▶ [YOUR GOAL]: Would you please repeat exactly the lines from the one containing "Could you identify the dark memorial" to the end of the records, both included, and leave out the rest?

(Point localization data)
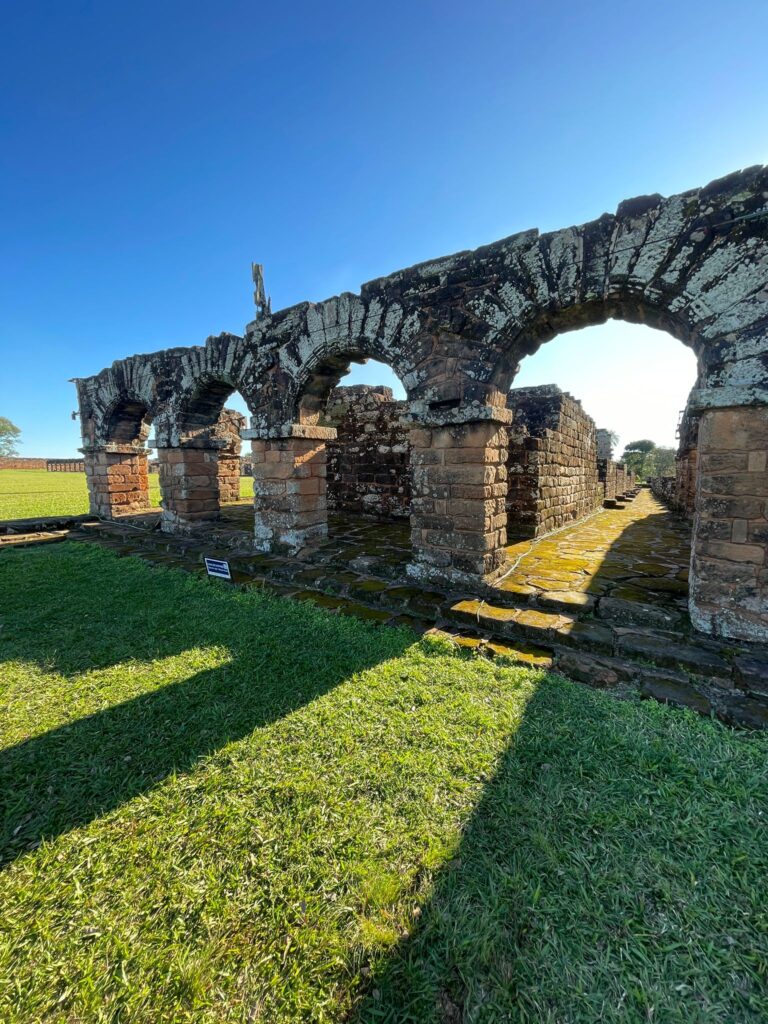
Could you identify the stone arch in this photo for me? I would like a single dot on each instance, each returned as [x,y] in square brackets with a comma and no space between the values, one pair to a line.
[128,421]
[454,330]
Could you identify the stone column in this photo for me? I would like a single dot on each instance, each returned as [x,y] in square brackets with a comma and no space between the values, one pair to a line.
[117,479]
[289,486]
[458,512]
[189,485]
[729,562]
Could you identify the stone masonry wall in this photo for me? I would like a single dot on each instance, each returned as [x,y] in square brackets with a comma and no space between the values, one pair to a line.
[731,524]
[11,462]
[553,478]
[227,429]
[369,462]
[664,487]
[686,466]
[117,481]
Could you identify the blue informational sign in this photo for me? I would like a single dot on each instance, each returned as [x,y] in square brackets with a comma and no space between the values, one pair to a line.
[218,567]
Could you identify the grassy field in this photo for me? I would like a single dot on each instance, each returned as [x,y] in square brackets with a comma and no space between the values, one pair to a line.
[219,806]
[29,493]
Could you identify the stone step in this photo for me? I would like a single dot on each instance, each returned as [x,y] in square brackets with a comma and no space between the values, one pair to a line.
[543,628]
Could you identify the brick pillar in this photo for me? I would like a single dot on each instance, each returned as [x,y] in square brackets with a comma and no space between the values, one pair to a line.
[458,512]
[729,563]
[289,487]
[116,475]
[188,482]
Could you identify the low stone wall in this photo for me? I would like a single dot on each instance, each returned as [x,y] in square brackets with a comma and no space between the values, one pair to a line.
[369,462]
[11,462]
[664,487]
[65,465]
[606,473]
[552,465]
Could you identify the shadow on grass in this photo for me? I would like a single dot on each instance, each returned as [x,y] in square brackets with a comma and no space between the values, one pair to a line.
[278,656]
[610,871]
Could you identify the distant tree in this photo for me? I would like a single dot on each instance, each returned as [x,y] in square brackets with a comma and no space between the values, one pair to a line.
[9,434]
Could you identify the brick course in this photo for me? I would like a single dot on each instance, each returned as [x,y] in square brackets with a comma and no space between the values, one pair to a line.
[553,478]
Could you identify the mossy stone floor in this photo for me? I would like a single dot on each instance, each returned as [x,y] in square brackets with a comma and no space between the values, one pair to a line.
[604,600]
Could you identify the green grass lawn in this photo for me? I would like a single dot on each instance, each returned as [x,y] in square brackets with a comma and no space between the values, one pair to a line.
[220,806]
[29,493]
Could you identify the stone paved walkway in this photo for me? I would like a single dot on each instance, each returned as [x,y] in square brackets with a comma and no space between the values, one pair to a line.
[634,560]
[604,600]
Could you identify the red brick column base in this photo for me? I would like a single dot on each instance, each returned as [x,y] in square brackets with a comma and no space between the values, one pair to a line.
[458,517]
[729,563]
[188,482]
[117,480]
[289,488]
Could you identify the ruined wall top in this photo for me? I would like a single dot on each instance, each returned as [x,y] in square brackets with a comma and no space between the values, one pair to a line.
[455,329]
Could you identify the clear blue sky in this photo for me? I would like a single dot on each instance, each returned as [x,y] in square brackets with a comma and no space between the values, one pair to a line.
[148,152]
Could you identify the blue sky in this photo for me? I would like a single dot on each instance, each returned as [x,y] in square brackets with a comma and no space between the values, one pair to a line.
[148,152]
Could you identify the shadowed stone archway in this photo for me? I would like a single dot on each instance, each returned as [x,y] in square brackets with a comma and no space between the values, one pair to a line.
[455,329]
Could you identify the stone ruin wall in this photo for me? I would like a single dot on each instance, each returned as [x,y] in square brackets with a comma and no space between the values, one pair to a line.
[228,428]
[454,330]
[552,465]
[679,492]
[369,463]
[12,462]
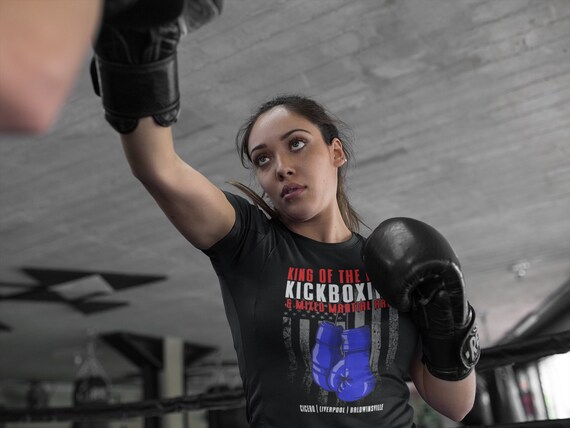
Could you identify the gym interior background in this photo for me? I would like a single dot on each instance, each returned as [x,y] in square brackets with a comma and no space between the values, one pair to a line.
[461,117]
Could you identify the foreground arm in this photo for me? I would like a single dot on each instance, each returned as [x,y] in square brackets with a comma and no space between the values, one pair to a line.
[42,46]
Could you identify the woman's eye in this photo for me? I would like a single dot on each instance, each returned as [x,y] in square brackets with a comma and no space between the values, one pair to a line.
[297,144]
[261,160]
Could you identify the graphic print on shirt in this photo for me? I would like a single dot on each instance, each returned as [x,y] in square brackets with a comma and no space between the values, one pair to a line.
[338,332]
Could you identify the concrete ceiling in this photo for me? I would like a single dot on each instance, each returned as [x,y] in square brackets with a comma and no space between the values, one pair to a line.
[461,117]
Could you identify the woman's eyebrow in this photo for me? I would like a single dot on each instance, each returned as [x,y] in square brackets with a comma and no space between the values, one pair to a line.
[286,135]
[283,137]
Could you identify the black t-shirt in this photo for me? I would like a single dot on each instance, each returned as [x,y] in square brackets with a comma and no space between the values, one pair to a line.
[317,346]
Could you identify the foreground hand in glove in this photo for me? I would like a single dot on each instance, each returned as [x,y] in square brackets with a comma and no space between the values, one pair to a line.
[135,66]
[415,269]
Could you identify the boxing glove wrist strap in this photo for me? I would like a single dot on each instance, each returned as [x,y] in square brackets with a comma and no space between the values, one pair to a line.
[132,91]
[453,357]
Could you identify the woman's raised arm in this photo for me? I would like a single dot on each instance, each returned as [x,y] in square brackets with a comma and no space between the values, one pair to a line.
[196,207]
[135,73]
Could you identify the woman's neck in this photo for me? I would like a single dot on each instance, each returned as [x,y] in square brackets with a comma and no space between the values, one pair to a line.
[328,229]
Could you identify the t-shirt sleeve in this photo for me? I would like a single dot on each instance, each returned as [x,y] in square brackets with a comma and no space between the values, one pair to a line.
[249,230]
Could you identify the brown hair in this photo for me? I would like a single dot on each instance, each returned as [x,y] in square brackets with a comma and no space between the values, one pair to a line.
[330,128]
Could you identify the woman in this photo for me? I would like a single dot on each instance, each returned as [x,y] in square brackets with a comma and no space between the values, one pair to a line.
[294,286]
[317,346]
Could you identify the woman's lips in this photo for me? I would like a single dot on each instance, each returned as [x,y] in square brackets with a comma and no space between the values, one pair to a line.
[291,191]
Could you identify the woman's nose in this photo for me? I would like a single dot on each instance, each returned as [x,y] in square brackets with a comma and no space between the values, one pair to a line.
[284,167]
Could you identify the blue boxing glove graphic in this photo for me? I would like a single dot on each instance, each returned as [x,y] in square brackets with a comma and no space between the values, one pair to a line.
[351,377]
[326,353]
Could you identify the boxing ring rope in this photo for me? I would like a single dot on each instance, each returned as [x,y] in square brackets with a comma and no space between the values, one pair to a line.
[497,356]
[523,351]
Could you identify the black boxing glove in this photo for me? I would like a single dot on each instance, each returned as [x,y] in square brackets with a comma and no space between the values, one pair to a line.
[135,65]
[415,269]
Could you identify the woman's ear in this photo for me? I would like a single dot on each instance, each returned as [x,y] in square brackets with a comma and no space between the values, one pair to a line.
[339,157]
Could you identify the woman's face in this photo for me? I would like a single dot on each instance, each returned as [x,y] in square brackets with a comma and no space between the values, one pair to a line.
[294,166]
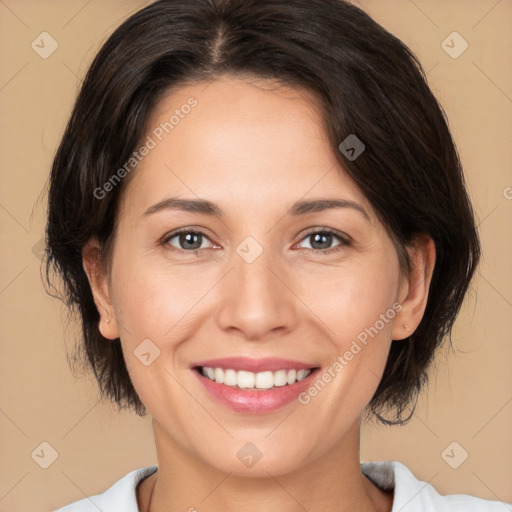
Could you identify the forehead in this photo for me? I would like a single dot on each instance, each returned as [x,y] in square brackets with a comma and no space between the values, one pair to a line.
[248,141]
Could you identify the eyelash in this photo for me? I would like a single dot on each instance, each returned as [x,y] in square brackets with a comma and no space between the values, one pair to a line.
[345,240]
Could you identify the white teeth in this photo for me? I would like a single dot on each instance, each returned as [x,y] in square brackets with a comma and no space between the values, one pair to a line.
[252,381]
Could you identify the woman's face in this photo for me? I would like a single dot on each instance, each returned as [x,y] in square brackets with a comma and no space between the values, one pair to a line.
[254,283]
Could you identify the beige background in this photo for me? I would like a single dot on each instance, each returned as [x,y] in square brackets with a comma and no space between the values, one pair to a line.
[470,397]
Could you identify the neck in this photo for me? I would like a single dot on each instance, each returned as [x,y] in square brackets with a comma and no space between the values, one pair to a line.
[332,482]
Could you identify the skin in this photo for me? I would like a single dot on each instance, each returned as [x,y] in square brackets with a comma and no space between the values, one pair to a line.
[254,149]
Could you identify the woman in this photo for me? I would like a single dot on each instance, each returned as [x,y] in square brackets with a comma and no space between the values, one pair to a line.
[258,210]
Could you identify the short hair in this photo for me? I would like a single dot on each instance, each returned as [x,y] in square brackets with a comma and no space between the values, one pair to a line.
[367,83]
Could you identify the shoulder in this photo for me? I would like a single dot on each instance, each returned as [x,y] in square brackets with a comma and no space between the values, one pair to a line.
[120,497]
[413,495]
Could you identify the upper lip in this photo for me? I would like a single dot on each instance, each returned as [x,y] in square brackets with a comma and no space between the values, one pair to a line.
[255,365]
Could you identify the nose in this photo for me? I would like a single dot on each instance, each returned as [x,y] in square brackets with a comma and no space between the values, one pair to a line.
[257,299]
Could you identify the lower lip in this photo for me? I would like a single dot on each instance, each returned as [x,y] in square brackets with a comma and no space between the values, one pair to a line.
[255,402]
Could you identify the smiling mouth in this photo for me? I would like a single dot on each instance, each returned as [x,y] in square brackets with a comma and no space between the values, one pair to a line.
[254,381]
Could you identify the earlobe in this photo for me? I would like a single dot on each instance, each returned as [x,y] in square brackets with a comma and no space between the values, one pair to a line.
[415,287]
[96,275]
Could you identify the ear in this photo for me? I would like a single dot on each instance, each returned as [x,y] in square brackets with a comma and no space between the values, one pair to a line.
[98,281]
[413,292]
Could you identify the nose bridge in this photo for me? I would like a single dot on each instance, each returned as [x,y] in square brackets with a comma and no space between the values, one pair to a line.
[255,301]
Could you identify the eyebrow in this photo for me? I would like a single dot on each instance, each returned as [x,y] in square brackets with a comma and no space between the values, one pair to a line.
[300,207]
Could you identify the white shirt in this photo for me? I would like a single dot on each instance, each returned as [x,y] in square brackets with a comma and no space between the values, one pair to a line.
[410,494]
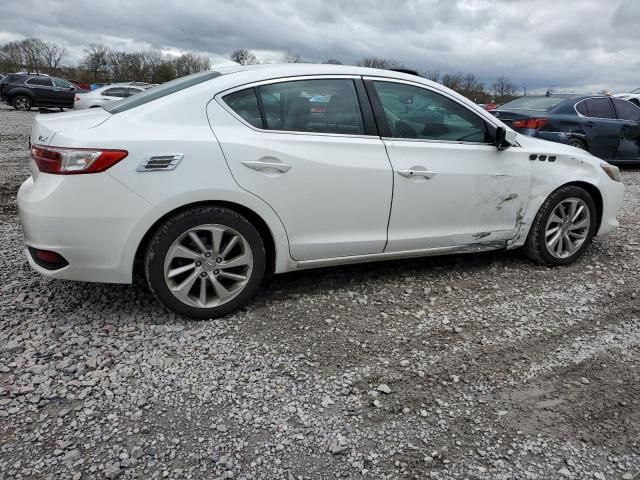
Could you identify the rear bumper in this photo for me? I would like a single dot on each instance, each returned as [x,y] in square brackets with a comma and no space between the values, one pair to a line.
[612,198]
[91,220]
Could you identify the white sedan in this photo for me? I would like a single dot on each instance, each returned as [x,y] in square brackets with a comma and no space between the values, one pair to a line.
[209,183]
[108,94]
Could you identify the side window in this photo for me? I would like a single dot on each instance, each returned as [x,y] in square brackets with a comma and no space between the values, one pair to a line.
[115,92]
[245,104]
[414,112]
[581,108]
[626,110]
[600,108]
[40,81]
[57,82]
[323,106]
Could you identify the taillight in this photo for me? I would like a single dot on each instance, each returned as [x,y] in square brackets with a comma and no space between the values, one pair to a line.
[68,161]
[531,123]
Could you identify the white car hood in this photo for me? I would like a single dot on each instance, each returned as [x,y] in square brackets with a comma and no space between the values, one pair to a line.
[45,126]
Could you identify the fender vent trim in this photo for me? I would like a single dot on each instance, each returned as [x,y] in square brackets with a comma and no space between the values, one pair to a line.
[160,162]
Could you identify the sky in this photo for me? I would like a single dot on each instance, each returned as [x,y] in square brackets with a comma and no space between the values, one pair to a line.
[568,45]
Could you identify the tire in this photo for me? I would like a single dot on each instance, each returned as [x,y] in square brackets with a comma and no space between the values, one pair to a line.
[22,103]
[577,143]
[176,265]
[542,234]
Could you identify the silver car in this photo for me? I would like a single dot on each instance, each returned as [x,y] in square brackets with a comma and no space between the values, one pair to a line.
[103,96]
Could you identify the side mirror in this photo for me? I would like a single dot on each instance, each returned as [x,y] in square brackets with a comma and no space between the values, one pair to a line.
[505,138]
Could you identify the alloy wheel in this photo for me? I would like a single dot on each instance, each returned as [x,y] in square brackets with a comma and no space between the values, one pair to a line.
[567,227]
[208,265]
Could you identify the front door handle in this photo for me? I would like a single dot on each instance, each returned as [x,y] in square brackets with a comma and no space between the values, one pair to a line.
[417,172]
[260,165]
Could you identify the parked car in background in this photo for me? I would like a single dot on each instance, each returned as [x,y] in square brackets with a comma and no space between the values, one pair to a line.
[633,96]
[108,94]
[205,188]
[24,91]
[607,127]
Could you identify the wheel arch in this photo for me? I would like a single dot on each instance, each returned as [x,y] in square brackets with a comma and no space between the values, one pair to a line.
[595,194]
[257,221]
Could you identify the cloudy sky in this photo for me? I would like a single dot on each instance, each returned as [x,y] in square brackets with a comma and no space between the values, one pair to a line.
[566,44]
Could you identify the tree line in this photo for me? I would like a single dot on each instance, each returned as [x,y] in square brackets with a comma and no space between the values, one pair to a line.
[99,64]
[102,64]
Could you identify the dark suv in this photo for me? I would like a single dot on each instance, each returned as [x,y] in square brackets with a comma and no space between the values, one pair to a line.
[24,91]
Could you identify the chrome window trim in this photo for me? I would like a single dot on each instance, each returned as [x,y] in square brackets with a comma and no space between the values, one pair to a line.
[575,107]
[613,99]
[219,98]
[437,92]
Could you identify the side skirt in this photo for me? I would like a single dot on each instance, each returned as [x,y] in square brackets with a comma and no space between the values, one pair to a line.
[379,257]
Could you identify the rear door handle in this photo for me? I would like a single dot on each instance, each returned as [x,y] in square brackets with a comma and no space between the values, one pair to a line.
[417,172]
[260,165]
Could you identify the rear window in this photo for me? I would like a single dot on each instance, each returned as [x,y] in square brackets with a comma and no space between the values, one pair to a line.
[160,91]
[536,104]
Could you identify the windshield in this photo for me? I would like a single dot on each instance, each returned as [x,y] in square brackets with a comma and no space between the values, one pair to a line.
[537,104]
[160,91]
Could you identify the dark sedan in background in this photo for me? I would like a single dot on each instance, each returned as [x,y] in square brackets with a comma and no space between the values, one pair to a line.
[608,128]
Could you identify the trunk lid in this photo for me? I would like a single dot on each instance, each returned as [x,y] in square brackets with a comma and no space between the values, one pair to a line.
[45,126]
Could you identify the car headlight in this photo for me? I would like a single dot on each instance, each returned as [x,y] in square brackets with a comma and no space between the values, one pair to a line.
[612,171]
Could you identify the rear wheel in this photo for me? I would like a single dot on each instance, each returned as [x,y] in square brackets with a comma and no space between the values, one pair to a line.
[205,262]
[22,103]
[563,227]
[577,143]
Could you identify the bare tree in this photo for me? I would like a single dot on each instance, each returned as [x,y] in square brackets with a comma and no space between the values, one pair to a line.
[379,62]
[292,58]
[12,58]
[503,89]
[96,59]
[244,57]
[53,54]
[33,54]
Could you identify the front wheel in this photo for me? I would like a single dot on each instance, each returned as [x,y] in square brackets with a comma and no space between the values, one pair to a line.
[22,103]
[563,227]
[205,262]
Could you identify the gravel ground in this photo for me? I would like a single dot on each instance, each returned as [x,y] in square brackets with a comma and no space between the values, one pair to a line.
[480,367]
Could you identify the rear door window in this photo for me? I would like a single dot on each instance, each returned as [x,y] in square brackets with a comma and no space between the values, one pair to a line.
[245,104]
[414,112]
[626,110]
[40,81]
[600,108]
[58,82]
[318,106]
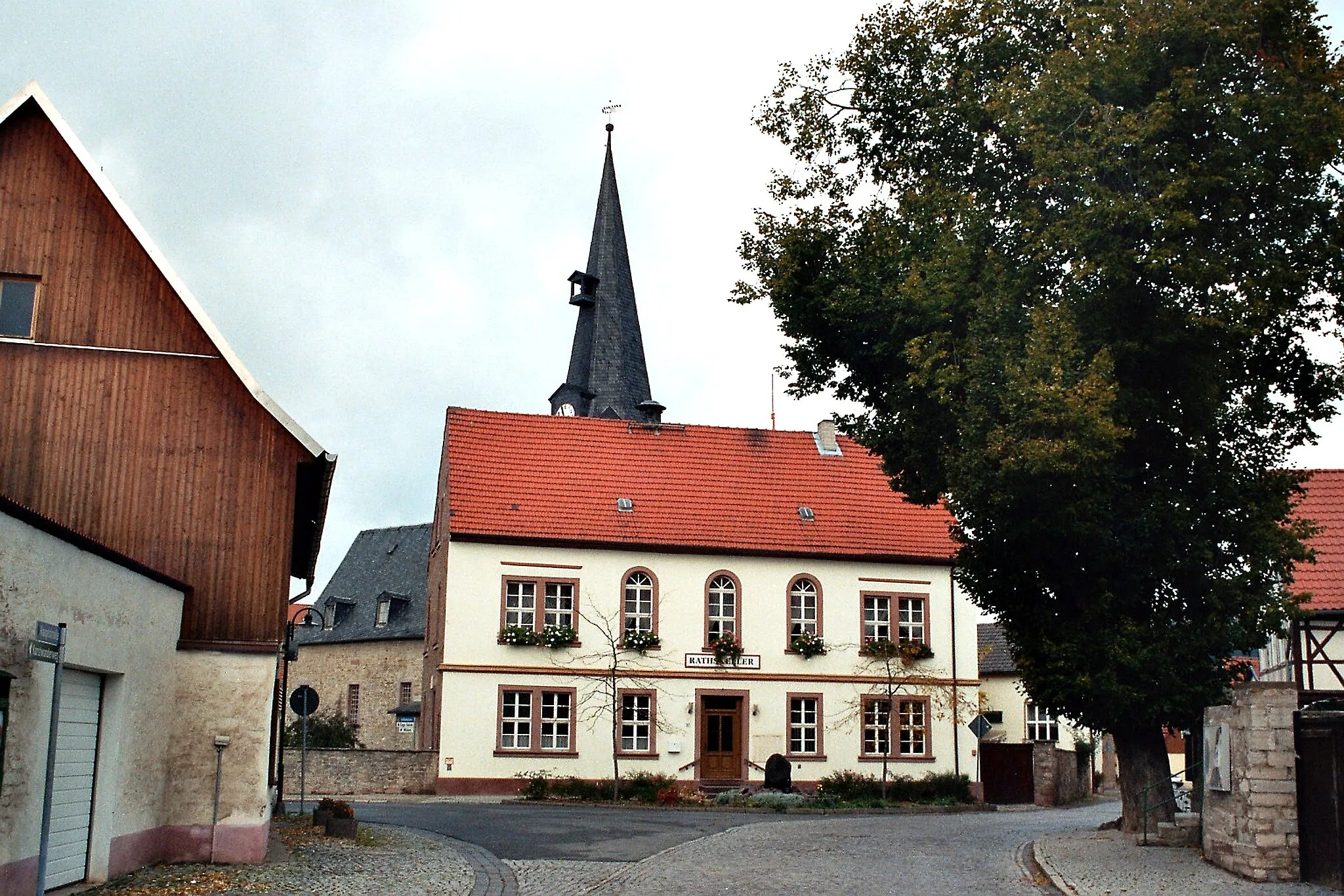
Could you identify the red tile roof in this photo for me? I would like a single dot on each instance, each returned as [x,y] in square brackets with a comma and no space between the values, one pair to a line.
[709,488]
[1324,502]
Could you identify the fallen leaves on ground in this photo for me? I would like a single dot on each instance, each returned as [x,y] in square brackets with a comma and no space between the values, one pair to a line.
[180,882]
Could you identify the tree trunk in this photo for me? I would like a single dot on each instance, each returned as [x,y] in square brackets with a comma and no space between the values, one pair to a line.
[1141,752]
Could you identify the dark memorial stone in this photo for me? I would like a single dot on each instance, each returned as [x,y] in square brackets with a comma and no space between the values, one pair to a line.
[778,774]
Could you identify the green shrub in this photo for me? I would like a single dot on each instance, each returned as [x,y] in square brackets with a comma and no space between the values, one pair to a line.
[537,785]
[328,730]
[850,786]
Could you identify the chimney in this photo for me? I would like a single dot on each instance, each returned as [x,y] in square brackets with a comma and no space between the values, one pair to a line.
[827,443]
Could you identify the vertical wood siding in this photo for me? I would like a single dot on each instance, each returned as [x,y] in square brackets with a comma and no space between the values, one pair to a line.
[167,460]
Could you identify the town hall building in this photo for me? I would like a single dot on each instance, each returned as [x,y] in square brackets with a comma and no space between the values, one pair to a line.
[744,583]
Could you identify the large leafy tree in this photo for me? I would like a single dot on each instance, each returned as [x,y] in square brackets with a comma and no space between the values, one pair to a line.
[1070,257]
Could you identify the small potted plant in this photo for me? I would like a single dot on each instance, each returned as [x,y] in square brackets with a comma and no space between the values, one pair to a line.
[640,641]
[324,812]
[558,636]
[342,824]
[913,651]
[519,636]
[726,651]
[808,644]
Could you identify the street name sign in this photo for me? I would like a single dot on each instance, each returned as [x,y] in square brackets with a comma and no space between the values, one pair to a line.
[43,652]
[303,702]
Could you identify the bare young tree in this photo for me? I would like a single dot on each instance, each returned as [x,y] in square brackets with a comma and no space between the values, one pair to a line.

▶ [EXERCISE RESULT]:
Could you identify the dark memorial stone in this photo for me? I would like a single dot on each instance, each returned as [x,y] in square brackets with a comma and no space between the values, one pair to a line.
[778,774]
Could you identify the green shrub in this photo for me? I would like a single dot on each instance, each returned as [x,y] in square brackets with a comma and no space between the values, one pair to a line.
[537,785]
[328,730]
[850,786]
Could you identify the chimney in this photo for me? I would like a single dot on each instance, each returned as [x,y] in square brackets with a comma and no space between the values, one pair to a line.
[827,443]
Could you identify the vertical wood siding in this photo for me? I would like a single dot on each instance, each returned as [x,y] in square brackets with a comma and no space between the values, one pair to a line.
[167,460]
Could you identify the town hall building in this photo for me? I would like a single dot on each instance, each returned as [x,y] in square brackets with a comma and no space between the values, one pair to a line.
[744,583]
Could you identify the large leafy tree in this photo for me? I would like a single dot on each instance, each returned as [x,y] in square brackets with a comma and no space between the values, one pair to a line.
[1070,257]
Could you identify the small potted plant in this photo for me? I would like a single dot on each instance, each returned as [x,y] in square brackets with a comma and no space between the values, one pair to a line.
[640,641]
[324,812]
[558,636]
[342,824]
[913,651]
[519,636]
[726,651]
[808,644]
Could you identify the street name sign in this photo for me? I would like a single dot on each instance, each returned as [x,y] in square brackets with a comma and no space between the values, one pair to a line.
[43,652]
[303,702]
Could you identify the bare young tree in this photo for me? I would like a single dot on each instance, each returned as [x,y] in square brackets with a comma and no space between the values, one pair to a line.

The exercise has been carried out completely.